··· Texte extrait ···

Le témoignage de ces auteurs ne démontre pas que les récits du Nouveau Testament sont vrais (d’ailleurs ils n’y croyaient sans doute pas eux-mêmes !) mais qu’ils étaient déjà connus bien avant la rédaction des copies en notre possession.

Des noms spécifiques à cette époque et cette région

Des chercheurs ont établi que les noms figurants dans les évangiles concordent avec ceux qui étaient les plus portés à cette époque en Palestine… Alors même que les évangiles ont été écrits hors de Palestine et plusieurs années après ! Comment les auteurs ont-ils fait pour les deviner s’ils ont tout inventé ?

Ces quelques arguments sur les sources constituent un faisceau d’indices qui nous assure d’une chose (au moins). Le Nouveau Testament n’est pas déconnecté de son époque, on a bien affaire à des récits ayant eu lieu au 1er siècle de notre ère.

Le trilemme de Chesterton

Une fois que l’on a établi l’existence de Jésus et qu’on accepte l’intérêt historique de la Bible, il nous reste à savoir qui il peut bien être. Beaucoup ont dit que Jésus avait bien existé mais qu’il n’était pas ce qu’on a prétendu plus tard : un grand sage déifié par ses disciples, un fou qui se prenait pour Dieu, le fondateur d’une secte qui a réussi ?

Pour répondre à ces croyances, G.K. Chesterton a énoncé un trilemme (=choix entre 3 propositions) qui aide à se positionner logiquement à propos de l’identité de Jésus.

···

## Consigne 1:
Convertis les enregistrements en CSV à deux colonnes nommées commande et resultat, avec une ligne par commande : son texte et ses résultats, chacun dans un seul champ entre guillemets et les sauts de ligne remplacés par des espaces. Commence au début des enregistrements et arrête-toi après la ligne qui contient « [289,481,300,514] ».

··· Données affichées ···

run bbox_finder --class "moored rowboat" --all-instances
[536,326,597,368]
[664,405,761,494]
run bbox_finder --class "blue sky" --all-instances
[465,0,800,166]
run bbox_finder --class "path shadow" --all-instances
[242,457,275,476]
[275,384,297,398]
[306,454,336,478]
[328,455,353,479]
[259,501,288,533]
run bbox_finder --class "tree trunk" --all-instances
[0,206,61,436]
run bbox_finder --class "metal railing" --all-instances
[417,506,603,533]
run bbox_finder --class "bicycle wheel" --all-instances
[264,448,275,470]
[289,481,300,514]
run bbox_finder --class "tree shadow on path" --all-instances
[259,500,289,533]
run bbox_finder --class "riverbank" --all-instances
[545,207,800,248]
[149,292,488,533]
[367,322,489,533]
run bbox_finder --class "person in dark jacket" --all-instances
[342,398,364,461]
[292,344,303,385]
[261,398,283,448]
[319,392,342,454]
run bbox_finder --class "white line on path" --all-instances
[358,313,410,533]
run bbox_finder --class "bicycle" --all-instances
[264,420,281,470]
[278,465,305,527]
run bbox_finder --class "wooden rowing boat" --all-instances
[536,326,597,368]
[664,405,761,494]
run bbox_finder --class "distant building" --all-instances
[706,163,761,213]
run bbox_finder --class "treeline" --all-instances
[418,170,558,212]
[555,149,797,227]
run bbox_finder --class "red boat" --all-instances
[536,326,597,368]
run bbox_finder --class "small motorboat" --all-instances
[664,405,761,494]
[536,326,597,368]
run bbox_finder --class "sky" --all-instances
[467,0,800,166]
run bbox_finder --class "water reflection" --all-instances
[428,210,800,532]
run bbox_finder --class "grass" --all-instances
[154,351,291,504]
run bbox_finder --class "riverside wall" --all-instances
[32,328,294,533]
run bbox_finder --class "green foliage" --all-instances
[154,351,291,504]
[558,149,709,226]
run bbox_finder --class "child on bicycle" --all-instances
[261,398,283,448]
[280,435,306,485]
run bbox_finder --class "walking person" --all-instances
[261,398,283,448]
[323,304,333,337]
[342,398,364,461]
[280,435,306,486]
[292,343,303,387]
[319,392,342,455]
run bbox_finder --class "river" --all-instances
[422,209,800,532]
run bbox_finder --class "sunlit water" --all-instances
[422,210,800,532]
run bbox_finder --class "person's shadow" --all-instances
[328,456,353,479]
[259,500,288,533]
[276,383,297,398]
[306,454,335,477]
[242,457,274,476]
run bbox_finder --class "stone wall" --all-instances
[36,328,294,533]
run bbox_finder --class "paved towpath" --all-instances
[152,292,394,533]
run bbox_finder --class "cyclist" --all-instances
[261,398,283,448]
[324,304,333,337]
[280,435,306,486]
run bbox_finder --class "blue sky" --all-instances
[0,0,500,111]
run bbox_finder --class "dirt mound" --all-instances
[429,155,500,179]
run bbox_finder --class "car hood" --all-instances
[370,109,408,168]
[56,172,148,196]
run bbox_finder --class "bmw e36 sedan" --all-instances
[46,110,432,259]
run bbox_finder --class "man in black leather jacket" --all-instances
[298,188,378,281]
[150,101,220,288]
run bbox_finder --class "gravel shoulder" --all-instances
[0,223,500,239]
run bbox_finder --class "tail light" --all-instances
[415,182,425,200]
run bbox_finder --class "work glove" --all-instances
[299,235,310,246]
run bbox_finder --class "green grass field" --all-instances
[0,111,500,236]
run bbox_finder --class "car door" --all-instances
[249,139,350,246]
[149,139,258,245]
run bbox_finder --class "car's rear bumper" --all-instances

···

## Consigne 2:
Renvoie le texte extrait en entier, sans rien y changer.

## Solution rédigée 1:
commande,resultat
"run bbox_finder --class ""moored rowboat"" --all-instances","[536,326,597,368] [664,405,761,494]"
"run bbox_finder --class ""blue sky"" --all-instances","[465,0,800,166]"
"run bbox_finder --class ""path shadow"" --all-instances","[242,457,275,476] [275,384,297,398] [306,454,336,478] [328,455,353,479] [259,501,288,533]"
"run bbox_finder --class ""tree trunk"" --all-instances","[0,206,61,436]"
"run bbox_finder --class ""metal railing"" --all-instances","[417,506,603,533]"
"run bbox_finder --class ""bicycle wheel"" --all-instances","[264,448,275,470] [289,481,300,514]"

## Solution rédigée 2:
Le témoignage de ces auteurs ne démontre pas que les récits du Nouveau Testament sont vrais (d’ailleurs ils n’y croyaient sans doute pas eux-mêmes !) mais qu’ils étaient déjà connus bien avant la rédaction des copies en notre possession.

Des noms spécifiques à cette époque et cette région

Des chercheurs ont établi que les noms figurants dans les évangiles concordent avec ceux qui étaient les plus portés à cette époque en Palestine… Alors même que les évangiles ont été écrits hors de Palestine et plusieurs années après ! Comment les auteurs ont-ils fait pour les deviner s’ils ont tout inventé ?

Ces quelques arguments sur les sources constituent un faisceau d’indices qui nous assure d’une chose (au moins). Le Nouveau Testament n’est pas déconnecté de son époque, on a bien affaire à des récits ayant eu lieu au 1er siècle de notre ère.

Le trilemme de Chesterton

Une fois que l’on a établi l’existence de Jésus et qu’on accepte l’intérêt historique de la Bible, il nous reste à savoir qui il peut bien être. Beaucoup ont dit que Jésus avait bien existé mais qu’il n’était pas ce qu’on a prétendu plus tard : un grand sage déifié par ses disciples, un fou qui se prenait pour Dieu, le fondateur d’une secte qui a réussi ?

Pour répondre à ces croyances, G.K. Chesterton a énoncé un trilemme (=choix entre 3 propositions) qui aide à se positionner logiquement à propos de l’identité de Jésus.